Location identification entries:
※

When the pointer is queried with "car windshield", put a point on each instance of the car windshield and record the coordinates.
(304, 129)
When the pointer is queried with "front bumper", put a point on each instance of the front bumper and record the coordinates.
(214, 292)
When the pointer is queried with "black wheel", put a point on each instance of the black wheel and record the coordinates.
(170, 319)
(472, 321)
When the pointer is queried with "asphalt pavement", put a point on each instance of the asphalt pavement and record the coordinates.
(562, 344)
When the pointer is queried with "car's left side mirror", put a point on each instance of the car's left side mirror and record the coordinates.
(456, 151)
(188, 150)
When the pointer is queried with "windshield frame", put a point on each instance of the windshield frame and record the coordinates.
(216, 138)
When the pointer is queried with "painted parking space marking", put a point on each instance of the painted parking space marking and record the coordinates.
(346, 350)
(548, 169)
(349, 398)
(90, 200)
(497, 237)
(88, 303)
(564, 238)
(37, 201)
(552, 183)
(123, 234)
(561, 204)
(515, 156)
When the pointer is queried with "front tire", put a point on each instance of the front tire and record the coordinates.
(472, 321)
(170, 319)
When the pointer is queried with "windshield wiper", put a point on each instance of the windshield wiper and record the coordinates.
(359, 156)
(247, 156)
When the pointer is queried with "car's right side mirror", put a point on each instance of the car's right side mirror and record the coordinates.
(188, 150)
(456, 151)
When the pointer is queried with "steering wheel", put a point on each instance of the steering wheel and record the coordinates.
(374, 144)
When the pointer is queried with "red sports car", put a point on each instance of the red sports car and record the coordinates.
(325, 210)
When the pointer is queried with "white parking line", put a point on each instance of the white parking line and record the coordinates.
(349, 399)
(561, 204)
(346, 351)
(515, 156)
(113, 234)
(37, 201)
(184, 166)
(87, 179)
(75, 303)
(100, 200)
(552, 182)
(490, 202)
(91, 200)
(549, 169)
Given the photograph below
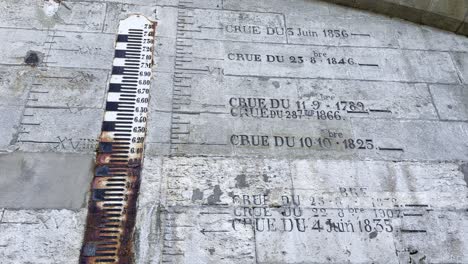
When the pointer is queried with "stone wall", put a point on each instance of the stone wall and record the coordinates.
(304, 132)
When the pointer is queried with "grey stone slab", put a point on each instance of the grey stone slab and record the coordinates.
(81, 50)
(10, 117)
(194, 235)
(241, 97)
(60, 129)
(65, 87)
(18, 42)
(218, 134)
(328, 211)
(445, 141)
(14, 84)
(41, 236)
(292, 7)
(230, 25)
(117, 11)
(341, 31)
(461, 61)
(79, 16)
(451, 101)
(44, 180)
(278, 60)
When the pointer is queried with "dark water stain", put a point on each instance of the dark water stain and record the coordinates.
(373, 234)
(33, 58)
(241, 181)
(464, 169)
(197, 195)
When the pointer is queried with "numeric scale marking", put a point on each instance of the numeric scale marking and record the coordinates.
(114, 190)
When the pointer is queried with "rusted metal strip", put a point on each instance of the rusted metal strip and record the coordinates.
(114, 190)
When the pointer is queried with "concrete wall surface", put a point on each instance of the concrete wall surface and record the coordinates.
(280, 131)
(449, 15)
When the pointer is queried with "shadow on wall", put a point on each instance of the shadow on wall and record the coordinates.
(450, 15)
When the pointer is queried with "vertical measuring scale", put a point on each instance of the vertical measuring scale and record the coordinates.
(116, 182)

※

Print each entry shown above with exact wording and no pictures.

When the pointer is queried with "car windshield", put a point on each instance of the car windshield and record the coordinates.
(304, 129)
When the pointer is queried with "front bumper", put a point on each instance of the front bumper and record the coordinates.
(214, 292)
When the pointer is queried with "black wheel", put a point on each instance of the black wheel and record the coordinates.
(170, 319)
(472, 321)
When the pointer is queried with "asphalt pavement", put a point on each instance of the asphalt pavement and record the coordinates.
(562, 344)
When the pointer is queried with "car's left side mirror", put a point on each instance of the car's left side mirror and record the coordinates.
(456, 151)
(188, 150)
When the pointer is queried with "windshield frame", put a point on each instance of the windshield frame and record the coordinates.
(216, 138)
When the pointer is queried with "painted parking space marking", put a point on each instance of the painted parking space marking and record the coordinates.
(346, 350)
(548, 169)
(349, 398)
(90, 200)
(497, 237)
(88, 303)
(564, 238)
(37, 201)
(552, 183)
(123, 234)
(561, 204)
(515, 156)
When the pointer is queried with "front tire", put a point on each instance of the front tire and record the coordinates.
(472, 321)
(170, 319)
When the pointer is queried with "windshield wiper", put a point on each instance of the windshield wiper and record the coordinates.
(359, 156)
(247, 156)
When the pointer is queried with "car's right side mirror", put a point on each instance of the car's right side mirror and record the coordinates.
(188, 150)
(456, 151)
When the pointer is queried with "steering wheel", put a point on each instance of the steering wheel and record the coordinates.
(374, 144)
When the pointer is queried with "red sports car", put a point on each instance of the red sports car and record the coordinates.
(325, 210)
When the pointer is queried with "white parking line", put a point on each instance of the white parking line and record the coordinates.
(349, 399)
(561, 204)
(346, 351)
(515, 156)
(113, 234)
(37, 201)
(184, 166)
(87, 179)
(75, 303)
(100, 200)
(552, 182)
(490, 202)
(91, 200)
(549, 169)
Given the photograph below
When the pointer is queried with "stone wall", put a point on each instance of the stone wall and record the coordinates.
(304, 132)
When the pointer is queried with "grey stone slab", put a point on each instance of the grey stone slab and record the coordinates.
(81, 50)
(10, 117)
(194, 235)
(241, 97)
(60, 129)
(65, 87)
(18, 42)
(218, 134)
(328, 211)
(445, 141)
(14, 84)
(41, 236)
(292, 7)
(230, 25)
(117, 11)
(341, 31)
(461, 61)
(79, 16)
(451, 101)
(44, 180)
(278, 60)
When the pointer is queried with "dark water stain", put a point on each instance of the dark water stain and record the coordinates.
(373, 234)
(33, 58)
(241, 181)
(464, 169)
(197, 195)
When the pointer is queried with "numeric scale marking", put a point on each instance of the numeric scale marking and record the coordinates.
(114, 190)
When the pointer is queried with "rusted metal strip", put a point on each instance of the rusted metal strip and record the coordinates.
(114, 190)
When the pointer is queried with "concrete wall surface", put a point on each instance of the concrete wall surface and record the coordinates.
(280, 131)
(449, 15)
When the pointer is queried with "shadow on wall", put a point on each instance of the shadow on wall and record the coordinates.
(450, 15)
When the pointer is queried with "vertical measuring scale", put a point on each instance of the vertical measuring scale and record the coordinates.
(116, 182)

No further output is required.